━━ Task material ━━

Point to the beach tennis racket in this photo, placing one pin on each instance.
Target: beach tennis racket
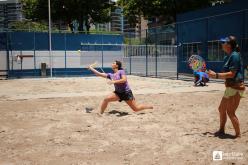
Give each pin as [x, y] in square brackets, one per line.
[197, 63]
[95, 65]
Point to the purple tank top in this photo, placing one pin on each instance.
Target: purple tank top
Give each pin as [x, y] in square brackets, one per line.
[117, 76]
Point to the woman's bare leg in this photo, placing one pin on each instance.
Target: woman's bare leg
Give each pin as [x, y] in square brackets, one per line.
[233, 103]
[110, 98]
[132, 104]
[223, 116]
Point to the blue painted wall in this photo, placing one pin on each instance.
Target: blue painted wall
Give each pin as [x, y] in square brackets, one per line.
[60, 41]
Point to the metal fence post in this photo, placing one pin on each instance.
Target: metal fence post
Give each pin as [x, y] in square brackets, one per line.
[7, 51]
[35, 70]
[156, 54]
[146, 56]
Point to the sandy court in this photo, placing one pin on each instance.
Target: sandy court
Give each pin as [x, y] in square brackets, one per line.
[45, 121]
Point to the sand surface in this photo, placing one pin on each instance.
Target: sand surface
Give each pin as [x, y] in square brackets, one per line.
[54, 121]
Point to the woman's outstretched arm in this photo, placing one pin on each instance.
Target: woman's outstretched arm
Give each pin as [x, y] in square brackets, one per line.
[104, 75]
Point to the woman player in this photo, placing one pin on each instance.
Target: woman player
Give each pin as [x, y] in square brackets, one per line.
[122, 89]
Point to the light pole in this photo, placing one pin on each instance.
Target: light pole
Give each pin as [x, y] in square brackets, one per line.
[50, 38]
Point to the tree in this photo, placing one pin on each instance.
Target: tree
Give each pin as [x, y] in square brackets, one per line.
[165, 10]
[84, 11]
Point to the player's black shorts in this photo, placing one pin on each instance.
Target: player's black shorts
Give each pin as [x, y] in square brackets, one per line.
[126, 95]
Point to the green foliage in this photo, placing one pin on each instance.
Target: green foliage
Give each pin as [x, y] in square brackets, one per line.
[84, 11]
[162, 9]
[29, 26]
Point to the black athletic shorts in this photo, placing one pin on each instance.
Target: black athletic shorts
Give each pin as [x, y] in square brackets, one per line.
[127, 95]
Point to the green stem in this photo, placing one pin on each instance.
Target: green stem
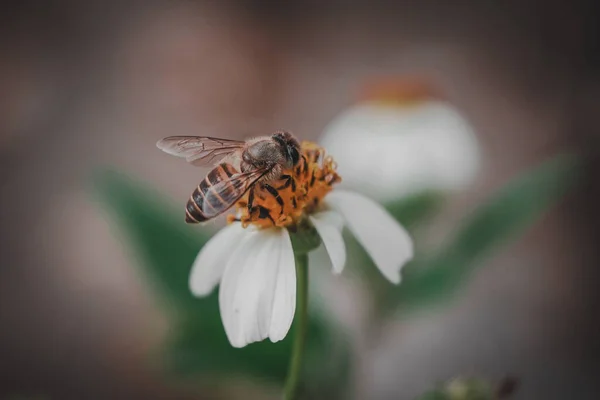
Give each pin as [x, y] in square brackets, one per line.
[295, 369]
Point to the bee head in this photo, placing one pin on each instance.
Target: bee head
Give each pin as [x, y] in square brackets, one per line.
[290, 146]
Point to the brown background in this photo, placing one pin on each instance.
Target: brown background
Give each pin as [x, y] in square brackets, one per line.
[91, 83]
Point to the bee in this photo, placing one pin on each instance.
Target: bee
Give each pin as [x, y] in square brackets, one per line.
[261, 160]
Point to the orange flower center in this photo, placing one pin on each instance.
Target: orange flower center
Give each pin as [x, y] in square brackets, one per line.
[298, 192]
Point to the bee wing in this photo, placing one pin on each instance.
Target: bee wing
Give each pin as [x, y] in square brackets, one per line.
[199, 150]
[220, 197]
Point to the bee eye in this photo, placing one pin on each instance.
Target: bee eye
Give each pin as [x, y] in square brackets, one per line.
[293, 154]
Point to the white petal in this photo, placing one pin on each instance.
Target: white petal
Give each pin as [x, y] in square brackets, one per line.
[424, 146]
[386, 241]
[326, 225]
[284, 302]
[209, 265]
[257, 298]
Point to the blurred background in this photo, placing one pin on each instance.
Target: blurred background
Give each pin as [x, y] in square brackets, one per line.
[87, 85]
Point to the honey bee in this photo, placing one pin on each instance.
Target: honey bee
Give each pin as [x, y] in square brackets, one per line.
[261, 160]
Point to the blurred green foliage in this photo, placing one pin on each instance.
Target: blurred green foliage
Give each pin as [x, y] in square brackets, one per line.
[504, 216]
[473, 389]
[166, 248]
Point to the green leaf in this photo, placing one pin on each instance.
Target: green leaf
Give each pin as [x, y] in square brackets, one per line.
[415, 209]
[506, 215]
[166, 248]
[163, 243]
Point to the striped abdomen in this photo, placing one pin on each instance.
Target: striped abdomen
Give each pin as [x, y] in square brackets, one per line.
[194, 209]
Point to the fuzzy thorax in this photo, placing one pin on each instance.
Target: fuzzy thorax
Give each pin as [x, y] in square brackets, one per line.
[297, 193]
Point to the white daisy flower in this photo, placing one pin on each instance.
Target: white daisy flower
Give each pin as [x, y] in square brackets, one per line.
[420, 142]
[257, 278]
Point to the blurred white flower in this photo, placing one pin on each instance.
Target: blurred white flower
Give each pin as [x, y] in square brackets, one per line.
[393, 149]
[253, 260]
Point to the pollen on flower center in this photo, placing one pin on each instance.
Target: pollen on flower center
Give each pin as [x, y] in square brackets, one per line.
[299, 192]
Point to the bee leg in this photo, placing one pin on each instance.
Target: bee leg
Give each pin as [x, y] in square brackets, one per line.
[275, 194]
[251, 200]
[264, 212]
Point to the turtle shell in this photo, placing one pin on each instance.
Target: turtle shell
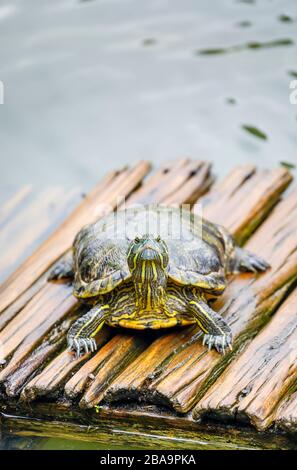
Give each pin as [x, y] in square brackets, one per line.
[196, 249]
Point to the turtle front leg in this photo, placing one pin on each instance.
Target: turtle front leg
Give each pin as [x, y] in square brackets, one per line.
[217, 332]
[81, 336]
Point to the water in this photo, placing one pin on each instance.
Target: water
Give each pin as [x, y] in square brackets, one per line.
[92, 85]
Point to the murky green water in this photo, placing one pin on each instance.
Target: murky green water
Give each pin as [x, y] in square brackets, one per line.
[92, 85]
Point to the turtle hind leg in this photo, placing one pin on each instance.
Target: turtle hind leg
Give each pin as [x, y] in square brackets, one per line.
[63, 269]
[245, 261]
[81, 336]
[217, 332]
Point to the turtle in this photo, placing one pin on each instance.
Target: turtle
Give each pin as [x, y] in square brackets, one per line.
[152, 267]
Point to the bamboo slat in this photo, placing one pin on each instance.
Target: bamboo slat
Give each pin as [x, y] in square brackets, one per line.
[148, 433]
[104, 197]
[177, 379]
[286, 414]
[252, 386]
[21, 336]
[109, 372]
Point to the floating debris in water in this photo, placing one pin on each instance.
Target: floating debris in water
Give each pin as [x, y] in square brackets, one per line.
[249, 2]
[285, 19]
[288, 165]
[250, 45]
[149, 42]
[244, 24]
[255, 131]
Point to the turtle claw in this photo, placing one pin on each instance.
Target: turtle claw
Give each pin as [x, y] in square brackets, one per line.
[220, 342]
[82, 346]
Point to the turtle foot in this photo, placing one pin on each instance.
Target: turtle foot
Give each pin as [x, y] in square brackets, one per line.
[219, 342]
[82, 346]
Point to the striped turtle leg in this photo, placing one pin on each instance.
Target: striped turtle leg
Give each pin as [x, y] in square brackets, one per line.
[217, 331]
[81, 336]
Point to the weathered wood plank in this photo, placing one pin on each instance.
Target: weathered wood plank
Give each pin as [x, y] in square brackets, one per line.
[57, 371]
[104, 197]
[23, 334]
[286, 414]
[31, 225]
[252, 386]
[51, 344]
[248, 194]
[155, 193]
[115, 356]
[178, 379]
[55, 301]
[126, 429]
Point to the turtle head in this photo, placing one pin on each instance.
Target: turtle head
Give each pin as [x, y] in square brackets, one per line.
[147, 256]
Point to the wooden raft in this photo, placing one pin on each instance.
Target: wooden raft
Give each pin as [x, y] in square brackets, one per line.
[256, 382]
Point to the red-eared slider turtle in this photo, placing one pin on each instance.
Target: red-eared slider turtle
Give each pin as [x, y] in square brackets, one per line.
[152, 267]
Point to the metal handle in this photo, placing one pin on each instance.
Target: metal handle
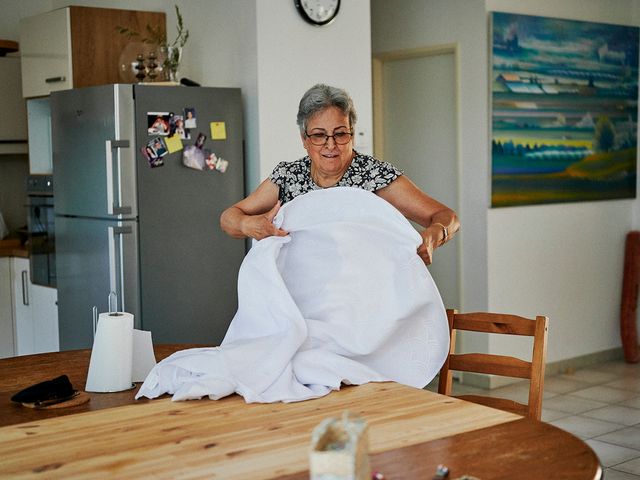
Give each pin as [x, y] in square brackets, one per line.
[94, 313]
[114, 208]
[116, 263]
[55, 79]
[25, 288]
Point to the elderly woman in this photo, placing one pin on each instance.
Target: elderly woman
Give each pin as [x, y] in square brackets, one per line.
[327, 118]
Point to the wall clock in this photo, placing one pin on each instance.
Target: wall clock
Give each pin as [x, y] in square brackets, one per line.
[318, 12]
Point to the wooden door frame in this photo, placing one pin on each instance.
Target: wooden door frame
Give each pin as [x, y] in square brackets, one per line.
[378, 62]
[377, 66]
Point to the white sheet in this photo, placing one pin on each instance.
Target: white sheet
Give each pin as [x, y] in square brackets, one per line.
[343, 298]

━━━

> _Goal of the exercise_: Rewrite the data from the line holding "Point to the red-eared" through the end, inclusive, changing "elderly woman" to "older woman" and leaving everything else unchanged. Omit the pictures from your answer.

> _Correct answer_:
Point to the red-eared slider turtle in this photo, placing one pin on each instance.
Target: red-eared slider turtle
Give each pin as [x, y] in square brackets, one per line.
[152, 267]
Point to the metal handle in this photo, placing one pin on each instance.
Target: metal handle
Give each pin as [x, y] in square brackets, one per line.
[94, 313]
[114, 208]
[116, 263]
[55, 79]
[25, 288]
Point to the older woman in this photo, placing one pin on each instance.
Target: older woman
Give each pin as [x, y] in square brackets, one per line.
[327, 118]
Point to the wall clock in this photo, placing one pin on each instance.
Target: wall clock
Give each pin as [x, y] in square brackets, one per line.
[318, 12]
Point to the wooden door frame in this photo, placing one pin on each instance.
Target: wooden door frame
Give each pin as [x, y] in square brackets, one per line.
[378, 62]
[377, 66]
Point to the white sheet in this photo, placing one pin on each instance.
Target: white sheet
Give each pin as [x, y] in square brackets, one per line.
[343, 298]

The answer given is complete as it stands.